#### SUPPLIED PASSAGE
Today was rough. Probably one of the most emotionally draining days I have been through…ever. Today was Parkers Cardiac MRI at Childrens Hospital LA. The day I have been dreading because we had to put him under anesthesia, which I have been terrified about, being that kids with WS can have a reaction to Anesthesia. I have been playing this day in my mind for a while now. Trying to stay positive but also scared. Scared of having to walk away from Parker and give him to the doctors and say good-bye and wait until he wakes up. That fear of walking away; the fear of him not waking up. I had the story of the little boy Rowan who went in for a routine procedure, they dropped his big sister at school and then took him in for his MRI and heart Cath and he never woke up. His sister asking.. “Where is Rowan?” That poor family who had to leave the hospital without their baby. That fear of loss and not having control was so overwhelming, while I was trying to think positive and put a smile on my face. It’s hard to stay positive on the inside when the risk is so high. It’s easier said then done.
Needless to say it was a stressful day yesterday leading up to this. I set my alarm for 1:00am so I could feed Parker his last bottle allowed before he went in for his procedure. Then we woke up at 3:45am and got in the car to drive 2.5 hours to LA for our 6:30am check in. They are amazing there and tried to make us all feel comfortable. They took his vitals and then we went into the room where we changed him into a hospital gown and they put his IV in. We had to hold him down while he screamed and cried. I basically held him down by hugging him and holding his arms down. They then tried to distract him with bubbles and and iPad which worked well. Once we got the IV in the Anesthesiologist came to talk to us about how Anesthesia is typically not very risky but because of Parkers Williams Syndrome he is a higher risk. There is a chance of cardiac arrest.. He said he would take care of our baby and that he has a 2 month old a 3 year old at home. “He’s in good hands” . I couldn’t look at Tucker but I knew he was crying. We were both so scared. Only one of us was allowed back so Tucker gave him a kiss and I walked him into the MRI room. I held him in my arms and while they put the anesthesia in his IV he cried because it was stinging him. 3 seconds later he passed out. Dead weight with his mouth open. I was startled because it happened so quickly and so abruptly. I started crying harder, I had to lay him on the table and kiss him goodbye and walk out…
I cry just writing this.. It was an awful feeling. It was the longest 2 hours of my life. I have never felt so scared and helpless in my life. I thought about his WS and my fears for our future and none of that mattered anymore. I just wanted him to pull through and I just wanted to see his little smile again.
Two hours went by and they called us when he was in the recovery room. We went in there and waited for him to wake up. Then we drove home.. the 3 of us. 😉 He smiled and clapped the whole way home. I have never loved anyone more then I did today. It made me appreciate life and how fragile it is and how fortunate I am. My boys are such a blessing. My husband is my rock. My family is everything to me. We should get the results in the next couple days.. Until then I think I’ll take a deep breath and not worry about anything.
########
#### THE DATA
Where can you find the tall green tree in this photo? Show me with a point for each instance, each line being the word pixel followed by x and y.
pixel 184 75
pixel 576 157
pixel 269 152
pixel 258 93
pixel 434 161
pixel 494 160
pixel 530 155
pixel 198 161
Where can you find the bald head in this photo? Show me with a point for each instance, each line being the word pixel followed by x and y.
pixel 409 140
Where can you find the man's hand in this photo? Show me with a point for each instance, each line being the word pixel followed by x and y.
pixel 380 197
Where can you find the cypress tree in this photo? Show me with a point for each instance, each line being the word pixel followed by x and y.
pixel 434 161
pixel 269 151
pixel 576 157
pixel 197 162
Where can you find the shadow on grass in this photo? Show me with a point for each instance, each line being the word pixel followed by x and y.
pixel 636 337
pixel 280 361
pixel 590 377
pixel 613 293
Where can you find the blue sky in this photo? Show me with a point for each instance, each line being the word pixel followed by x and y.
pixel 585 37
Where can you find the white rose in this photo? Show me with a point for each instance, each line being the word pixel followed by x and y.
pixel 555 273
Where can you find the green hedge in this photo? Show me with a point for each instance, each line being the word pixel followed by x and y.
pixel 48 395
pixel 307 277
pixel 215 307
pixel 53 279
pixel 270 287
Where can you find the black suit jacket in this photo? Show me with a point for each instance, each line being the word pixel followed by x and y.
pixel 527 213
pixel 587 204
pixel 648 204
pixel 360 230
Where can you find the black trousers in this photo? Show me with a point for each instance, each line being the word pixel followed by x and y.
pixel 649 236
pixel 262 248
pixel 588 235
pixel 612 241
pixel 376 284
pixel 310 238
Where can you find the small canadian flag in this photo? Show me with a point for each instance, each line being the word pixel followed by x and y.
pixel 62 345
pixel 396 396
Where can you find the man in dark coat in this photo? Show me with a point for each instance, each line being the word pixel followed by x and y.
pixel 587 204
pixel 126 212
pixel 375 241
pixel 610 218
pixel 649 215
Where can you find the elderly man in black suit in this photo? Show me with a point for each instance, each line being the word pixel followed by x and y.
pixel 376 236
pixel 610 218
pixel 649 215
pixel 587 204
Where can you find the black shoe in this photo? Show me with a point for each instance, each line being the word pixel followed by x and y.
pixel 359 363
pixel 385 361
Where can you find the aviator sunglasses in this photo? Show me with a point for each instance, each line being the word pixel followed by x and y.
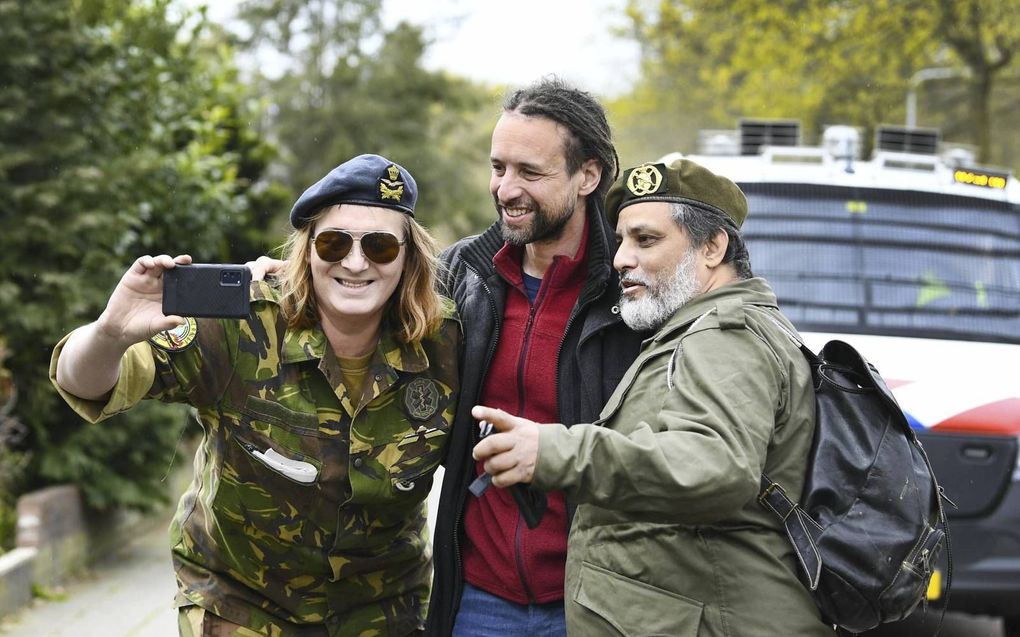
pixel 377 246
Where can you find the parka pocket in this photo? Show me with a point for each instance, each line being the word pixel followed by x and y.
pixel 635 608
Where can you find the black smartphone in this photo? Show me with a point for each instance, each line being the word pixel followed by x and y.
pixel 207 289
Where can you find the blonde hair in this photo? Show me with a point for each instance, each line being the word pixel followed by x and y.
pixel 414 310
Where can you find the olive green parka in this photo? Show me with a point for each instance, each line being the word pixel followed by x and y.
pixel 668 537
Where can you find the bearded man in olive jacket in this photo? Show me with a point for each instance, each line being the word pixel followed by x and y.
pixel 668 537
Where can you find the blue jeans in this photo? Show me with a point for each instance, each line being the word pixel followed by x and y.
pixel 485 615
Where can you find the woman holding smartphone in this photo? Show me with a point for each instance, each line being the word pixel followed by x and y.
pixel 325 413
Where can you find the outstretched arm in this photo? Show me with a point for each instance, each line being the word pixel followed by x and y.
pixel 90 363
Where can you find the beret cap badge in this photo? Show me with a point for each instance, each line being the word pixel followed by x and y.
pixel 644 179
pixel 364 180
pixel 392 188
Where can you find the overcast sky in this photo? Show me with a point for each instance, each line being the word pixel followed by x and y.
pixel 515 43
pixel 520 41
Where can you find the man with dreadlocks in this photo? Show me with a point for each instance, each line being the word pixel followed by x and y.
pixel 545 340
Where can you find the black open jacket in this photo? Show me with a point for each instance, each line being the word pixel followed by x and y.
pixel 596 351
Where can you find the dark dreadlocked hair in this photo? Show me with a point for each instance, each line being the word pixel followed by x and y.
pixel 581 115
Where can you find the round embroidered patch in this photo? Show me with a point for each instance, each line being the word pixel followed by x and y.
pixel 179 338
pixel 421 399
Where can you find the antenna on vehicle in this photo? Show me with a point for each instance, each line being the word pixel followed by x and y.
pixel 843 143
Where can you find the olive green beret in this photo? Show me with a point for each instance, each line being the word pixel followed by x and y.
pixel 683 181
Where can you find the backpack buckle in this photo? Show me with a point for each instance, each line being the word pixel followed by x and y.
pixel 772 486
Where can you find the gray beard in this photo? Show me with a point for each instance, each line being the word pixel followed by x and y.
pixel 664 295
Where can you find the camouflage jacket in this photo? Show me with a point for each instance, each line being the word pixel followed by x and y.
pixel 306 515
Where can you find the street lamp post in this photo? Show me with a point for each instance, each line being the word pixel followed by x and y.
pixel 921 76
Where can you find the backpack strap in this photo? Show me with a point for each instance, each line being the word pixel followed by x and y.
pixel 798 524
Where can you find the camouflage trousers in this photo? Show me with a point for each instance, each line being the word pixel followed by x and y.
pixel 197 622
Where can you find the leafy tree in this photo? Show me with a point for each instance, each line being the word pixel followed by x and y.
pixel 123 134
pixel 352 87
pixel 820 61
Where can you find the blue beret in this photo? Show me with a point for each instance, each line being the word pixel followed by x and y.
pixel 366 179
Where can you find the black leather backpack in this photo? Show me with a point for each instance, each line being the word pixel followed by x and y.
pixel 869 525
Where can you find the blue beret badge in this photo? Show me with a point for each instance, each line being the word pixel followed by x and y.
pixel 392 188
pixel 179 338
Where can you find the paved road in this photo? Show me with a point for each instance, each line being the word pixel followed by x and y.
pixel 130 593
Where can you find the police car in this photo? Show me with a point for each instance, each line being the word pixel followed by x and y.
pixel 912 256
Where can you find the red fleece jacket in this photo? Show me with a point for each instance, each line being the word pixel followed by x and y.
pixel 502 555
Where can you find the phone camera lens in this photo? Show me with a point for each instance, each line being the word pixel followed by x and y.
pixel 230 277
########
#### THE DATA
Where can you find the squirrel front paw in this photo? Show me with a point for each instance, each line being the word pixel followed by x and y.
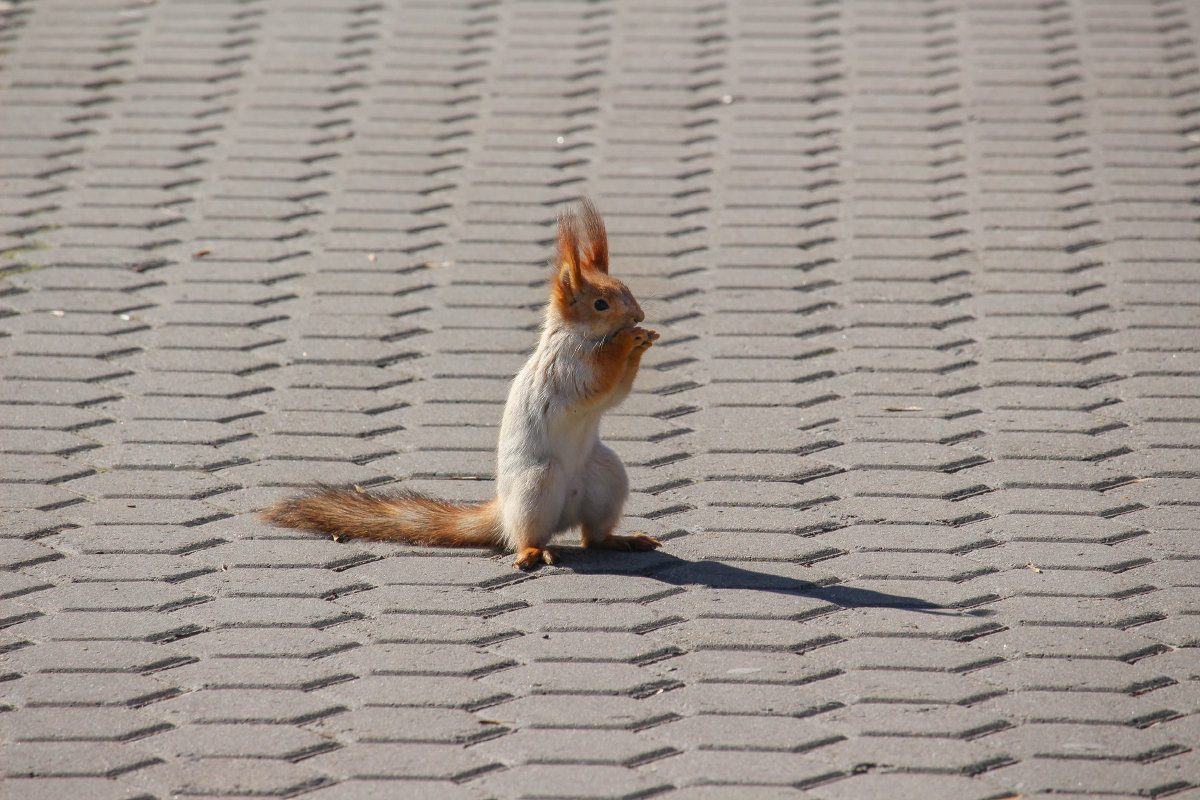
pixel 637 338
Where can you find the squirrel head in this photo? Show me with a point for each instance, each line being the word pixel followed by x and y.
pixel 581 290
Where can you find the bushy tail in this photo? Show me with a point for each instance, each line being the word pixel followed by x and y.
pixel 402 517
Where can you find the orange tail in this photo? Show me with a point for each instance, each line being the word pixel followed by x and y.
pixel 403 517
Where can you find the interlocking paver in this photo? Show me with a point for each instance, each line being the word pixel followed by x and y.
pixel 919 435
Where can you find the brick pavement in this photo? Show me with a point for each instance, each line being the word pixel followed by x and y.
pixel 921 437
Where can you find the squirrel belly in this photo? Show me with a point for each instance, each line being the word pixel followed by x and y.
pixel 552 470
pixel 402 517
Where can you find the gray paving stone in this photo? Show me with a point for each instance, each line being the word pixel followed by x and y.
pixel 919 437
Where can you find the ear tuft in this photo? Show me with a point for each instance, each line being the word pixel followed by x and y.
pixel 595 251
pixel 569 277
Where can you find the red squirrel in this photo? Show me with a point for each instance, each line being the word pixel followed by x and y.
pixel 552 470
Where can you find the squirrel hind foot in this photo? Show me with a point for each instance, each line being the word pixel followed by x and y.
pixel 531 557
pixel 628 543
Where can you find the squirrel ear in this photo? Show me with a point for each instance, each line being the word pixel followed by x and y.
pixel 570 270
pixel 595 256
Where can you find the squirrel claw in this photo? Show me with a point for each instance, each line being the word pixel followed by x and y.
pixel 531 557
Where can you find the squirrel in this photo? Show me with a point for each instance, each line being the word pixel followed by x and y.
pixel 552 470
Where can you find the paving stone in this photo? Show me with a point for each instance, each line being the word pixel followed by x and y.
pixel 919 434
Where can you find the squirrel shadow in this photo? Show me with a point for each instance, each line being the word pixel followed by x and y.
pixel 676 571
########
#### THE DATA
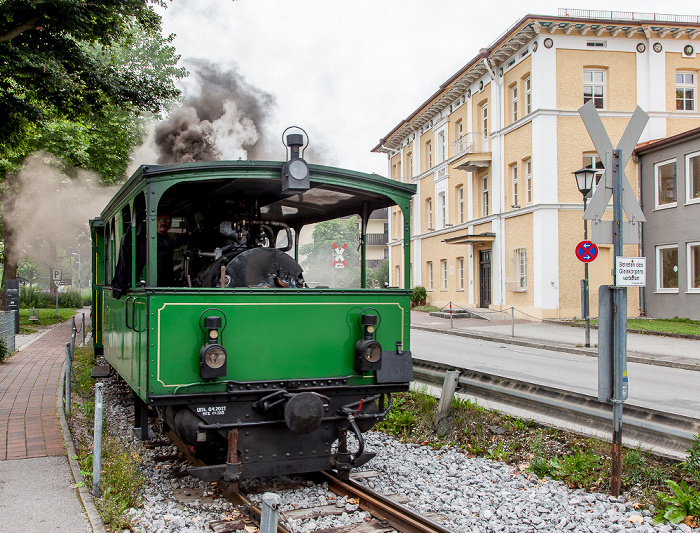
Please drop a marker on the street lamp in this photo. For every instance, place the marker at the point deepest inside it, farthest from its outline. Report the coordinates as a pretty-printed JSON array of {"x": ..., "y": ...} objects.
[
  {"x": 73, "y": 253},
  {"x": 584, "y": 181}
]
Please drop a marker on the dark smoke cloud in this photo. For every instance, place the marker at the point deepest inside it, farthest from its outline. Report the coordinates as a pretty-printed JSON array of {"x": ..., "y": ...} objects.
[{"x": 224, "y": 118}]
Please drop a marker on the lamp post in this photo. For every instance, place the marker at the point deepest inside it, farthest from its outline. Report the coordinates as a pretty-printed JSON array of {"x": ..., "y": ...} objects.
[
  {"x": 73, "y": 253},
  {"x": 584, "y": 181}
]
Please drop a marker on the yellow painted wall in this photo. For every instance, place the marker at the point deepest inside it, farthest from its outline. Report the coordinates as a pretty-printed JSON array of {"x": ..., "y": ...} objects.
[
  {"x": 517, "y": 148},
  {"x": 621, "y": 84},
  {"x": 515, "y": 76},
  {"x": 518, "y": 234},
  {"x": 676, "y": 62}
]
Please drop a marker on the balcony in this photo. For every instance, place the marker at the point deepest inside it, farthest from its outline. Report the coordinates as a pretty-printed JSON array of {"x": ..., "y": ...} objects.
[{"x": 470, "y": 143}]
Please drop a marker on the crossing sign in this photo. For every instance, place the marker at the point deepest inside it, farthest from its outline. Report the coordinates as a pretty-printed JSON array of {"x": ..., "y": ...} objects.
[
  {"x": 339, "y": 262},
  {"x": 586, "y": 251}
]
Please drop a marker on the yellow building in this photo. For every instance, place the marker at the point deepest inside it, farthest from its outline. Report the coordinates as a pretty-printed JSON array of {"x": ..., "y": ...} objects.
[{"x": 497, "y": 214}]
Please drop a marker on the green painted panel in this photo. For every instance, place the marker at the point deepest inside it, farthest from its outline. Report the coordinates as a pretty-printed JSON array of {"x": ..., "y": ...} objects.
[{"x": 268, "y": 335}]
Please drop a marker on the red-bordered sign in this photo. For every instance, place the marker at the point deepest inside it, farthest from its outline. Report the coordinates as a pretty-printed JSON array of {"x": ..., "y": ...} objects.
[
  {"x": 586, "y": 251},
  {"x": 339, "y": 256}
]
########
● **WHAT TO DO**
1. Copy the account of Parker's cardiac MRI word for word, starting at "Two hours went" and ending at "worry about anything.".
2. In the account of Parker's cardiac MRI, how long was the drive to LA for the check-in?

● **ANSWER LIST**
1.
Two hours went by and they called us when he was in the recovery room. We went in there and waited for him to wake up. Then we drove home.. the 3 of us. 😉 He smiled and clapped the whole way home. I have never loved anyone more then I did today. It made me appreciate life and how fragile it is and how fortunate I am. My boys are such a blessing. My husband is my rock. My family is everything to me. We should get the results in the next couple days.. Until then I think I’ll take a deep breath and not worry about anything.

2. The drive took 2.5 hours.